■ PAGE EXCERPT
*****

Egypt’s Ministry of Interior released a statement denying reports “circulating on some websites” that a 14-year-old boy was tortured and raped while in police custody.
According to the statement, after receiving a warrant from the public prosecution, security forces arrested 14-year-old Mazen Mohamed Abdallah on October 7 for planning a variety of attacks against for the Muslim Brotherhood, including burning police trucks and attacking state institutions. The statement goes on to say that Abdallah was referred to the Forensic Authority to be medically examined, in response to his lawyers’ claims that he was raped with a wooden stick.
The Forensic Authority’s report dismissed these claims as false and “confirmed” Abdallah had not been subjected to torture, the statement says.
This case gained significant traction when Amnesty International released a report on December 11 calling for Abdallah’s release from prison and for those responsible for his alleged torture to be held responsible.
According to the report, Abdallah was “seized by heavily armed security forces from his family’s Cairo home on 30 September 2015,” which is several days earlier than the date cited by the Ministry of Interior. Amnesty International also says that the security forces did not show Abdallah’s family an arrest warrant from a prosecutor.
Abdallah has claimed that officers questioned him about his affiliation to the outlawed Muslim Brotherhood and proceeded to torture him when he denied the allegations “until he was willing to ‘confess’ to ‘anything just to stop the torture.”
Amnesty’s report also claims that Abdallah’s lawyer was not allowed to access the forensic report.

*****

■ SUPPLIED INFORMATION
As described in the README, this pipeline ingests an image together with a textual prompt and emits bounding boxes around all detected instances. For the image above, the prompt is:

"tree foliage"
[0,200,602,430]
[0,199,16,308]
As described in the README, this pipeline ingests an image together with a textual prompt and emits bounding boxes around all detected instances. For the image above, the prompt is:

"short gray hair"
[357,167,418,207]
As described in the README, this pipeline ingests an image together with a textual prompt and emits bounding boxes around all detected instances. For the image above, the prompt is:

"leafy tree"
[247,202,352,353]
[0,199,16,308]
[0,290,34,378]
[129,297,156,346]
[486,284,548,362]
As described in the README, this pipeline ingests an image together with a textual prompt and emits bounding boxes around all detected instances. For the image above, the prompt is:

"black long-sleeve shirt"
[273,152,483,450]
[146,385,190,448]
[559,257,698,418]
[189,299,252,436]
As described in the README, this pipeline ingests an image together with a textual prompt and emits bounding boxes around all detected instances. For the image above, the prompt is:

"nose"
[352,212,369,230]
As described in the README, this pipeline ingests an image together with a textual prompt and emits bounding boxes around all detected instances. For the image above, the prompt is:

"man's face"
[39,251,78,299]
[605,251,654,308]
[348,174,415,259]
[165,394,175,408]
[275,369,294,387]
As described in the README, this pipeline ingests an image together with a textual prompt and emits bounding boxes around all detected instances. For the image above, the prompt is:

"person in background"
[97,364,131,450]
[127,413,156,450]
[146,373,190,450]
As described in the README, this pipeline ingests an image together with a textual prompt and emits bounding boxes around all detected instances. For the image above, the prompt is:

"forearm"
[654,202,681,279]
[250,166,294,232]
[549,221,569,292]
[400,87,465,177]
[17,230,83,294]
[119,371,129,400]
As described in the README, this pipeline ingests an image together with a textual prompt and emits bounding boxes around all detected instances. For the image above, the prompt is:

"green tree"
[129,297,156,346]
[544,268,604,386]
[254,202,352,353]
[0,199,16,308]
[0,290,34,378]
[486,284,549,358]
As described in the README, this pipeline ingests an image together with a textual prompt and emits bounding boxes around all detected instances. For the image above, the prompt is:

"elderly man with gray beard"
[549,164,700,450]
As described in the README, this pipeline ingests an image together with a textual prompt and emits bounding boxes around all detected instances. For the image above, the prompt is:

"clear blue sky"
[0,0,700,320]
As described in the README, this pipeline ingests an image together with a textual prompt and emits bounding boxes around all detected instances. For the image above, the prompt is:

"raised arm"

*****

■ ACTIVITY
Extend the news report on the Mazen Mohamed Abdallah case past its last sentence.

■ OUTPUT FOR THIS TASK
“The horrific abuse described by Mazen Mohamed Abdallah gives a sickening insight into the widespread and routine use of torture and ill-treatment by Egyptian security forces in police stations,” said Said Boumedouha, Deputy Director of Amnesty International’s Middle East and North Africa Programme.
Egyptian police have been facing backlash in recent weeks as several reports of police brutality and torture – in some cases, to the point of death – have surfaced.
On December 10, Luxor’s prosecutor referred four police officers and five low ranking policemen to the criminal court for their involvement in the case of torturing and killing Talaat Shabib inside a Luxor police station last month.
Another two Homeland Security police officers were sentenced to five years in prison on December 12 for torturing to death a lawyer held in custody in February.
Earlier this year, Egypt’s National Council for Human Rights alleged that prisoners in at least one prison are regularly subjected to “beatings, assaults, humiliation and torture”.
Police brutality had been one of the main grievances of protesters during the January 25 revolution. “We are all Khaled Saeed” became a popular phrase among protesters who showed solidarity with the young man who had allegedly been beaten to death while in detention shortly before the January 25 protests in 2011.